### Stored records:
-- -- --

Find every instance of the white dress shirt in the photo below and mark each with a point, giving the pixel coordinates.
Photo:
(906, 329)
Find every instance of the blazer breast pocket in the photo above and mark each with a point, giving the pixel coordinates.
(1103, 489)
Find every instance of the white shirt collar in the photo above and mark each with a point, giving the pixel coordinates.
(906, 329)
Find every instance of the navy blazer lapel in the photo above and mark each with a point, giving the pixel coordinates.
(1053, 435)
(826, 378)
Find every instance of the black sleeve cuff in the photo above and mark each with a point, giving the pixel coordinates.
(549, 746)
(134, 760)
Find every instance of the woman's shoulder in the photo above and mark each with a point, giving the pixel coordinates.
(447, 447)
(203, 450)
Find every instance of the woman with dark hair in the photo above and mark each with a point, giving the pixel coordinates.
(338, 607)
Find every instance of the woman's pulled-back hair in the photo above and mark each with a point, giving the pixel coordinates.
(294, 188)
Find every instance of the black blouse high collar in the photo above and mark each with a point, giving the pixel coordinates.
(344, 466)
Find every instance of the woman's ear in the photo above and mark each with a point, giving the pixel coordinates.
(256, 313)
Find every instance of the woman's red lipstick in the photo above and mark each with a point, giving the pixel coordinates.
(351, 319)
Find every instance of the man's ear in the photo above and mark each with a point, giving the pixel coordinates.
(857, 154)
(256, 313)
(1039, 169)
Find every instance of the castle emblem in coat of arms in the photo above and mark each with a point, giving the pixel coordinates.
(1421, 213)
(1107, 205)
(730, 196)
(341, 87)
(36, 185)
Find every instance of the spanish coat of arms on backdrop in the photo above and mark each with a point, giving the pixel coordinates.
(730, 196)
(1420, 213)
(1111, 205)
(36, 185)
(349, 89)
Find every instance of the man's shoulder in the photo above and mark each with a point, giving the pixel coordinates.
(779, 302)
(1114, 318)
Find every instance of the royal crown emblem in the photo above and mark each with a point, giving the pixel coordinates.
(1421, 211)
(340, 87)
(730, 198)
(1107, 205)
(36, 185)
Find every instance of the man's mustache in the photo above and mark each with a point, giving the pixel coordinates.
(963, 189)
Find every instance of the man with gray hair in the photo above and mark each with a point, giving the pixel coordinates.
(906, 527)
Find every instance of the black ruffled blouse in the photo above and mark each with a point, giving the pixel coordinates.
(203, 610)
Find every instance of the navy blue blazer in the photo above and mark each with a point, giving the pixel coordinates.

-- -- --

### Objective:
Reproduce every one of the records above, word for word and in their original order.

### Right answer:
Find every instance of the white dress shirt in the photo below and mark each with a point, giving the pixel coordinates.
Photo:
(906, 329)
Find every instance of the blazer breast pocket in the photo above and mark each with a point, giving the pixel coordinates.
(1103, 489)
Find every instance of the white shirt collar in the photo above and mark each with a point, giving the pixel coordinates.
(906, 329)
Find every instance of the navy blazer lapel in the photo above and mark each with a point, giving the pixel coordinates.
(1053, 435)
(826, 378)
Find every instance of the black sleeve cuff in the photo above and mark each with a point, giving the pixel coordinates.
(549, 746)
(134, 760)
Find every instance of the woman's shoulder in the photo above and mark each with a point, giving the pixel coordinates.
(447, 447)
(203, 450)
Find every instance of the woman with dark hair in the photo above and mark each with a point, giving the pixel coordinates.
(338, 607)
Find every instance of the woman's pulled-back hair in the photo above and mark each with a point, giving the pixel coordinates.
(294, 188)
Find every instance of the black blouse high collar in the photo above and mark each with a point, giving the pixel coordinates.
(344, 466)
Find every instance of the woman's ear in the photo above and mark each with a point, giving the pixel coordinates.
(256, 313)
Find every instance of the woman's red lipstick in the photo above and mark each with a point, giving the pixel coordinates.
(351, 319)
Find every instance of the man's ear in the photo above and mark each with a point, giving the pixel coordinates.
(857, 154)
(256, 313)
(1039, 169)
Find every instance of the castle emblem in coat of arms in the photo above and mark each with a point, giving the pixel coordinates.
(1421, 213)
(1107, 205)
(730, 196)
(341, 87)
(36, 185)
Find every instance of the spanish coat of arms on backdrop in the photo above and mark each with a point, giving the pixel coordinates.
(730, 196)
(1420, 213)
(1111, 205)
(36, 185)
(349, 89)
Find every instance of the man's shoulder in the photo above and mark each with a point, giving the pixel coordinates.
(779, 302)
(1114, 318)
Find every instance of the royal crown emblem in the photo above and mark each with a point, giving the pixel coordinates.
(1421, 211)
(340, 87)
(730, 198)
(1107, 205)
(36, 185)
Find every instance of the man's mustache in the photo above and mark each with a point, giving the pixel coordinates.
(963, 189)
Find every instance of the man with gray hair in the photo above and mark each with a point, giving the pixel coordinates.
(906, 527)
Find every instance of the black ruffled blouse in the photo above and mark each with a point, giving the pixel coordinates.
(203, 610)
Find every instance of the navy blue blazer in the photo above and mark each with a point, giving the pixel coordinates.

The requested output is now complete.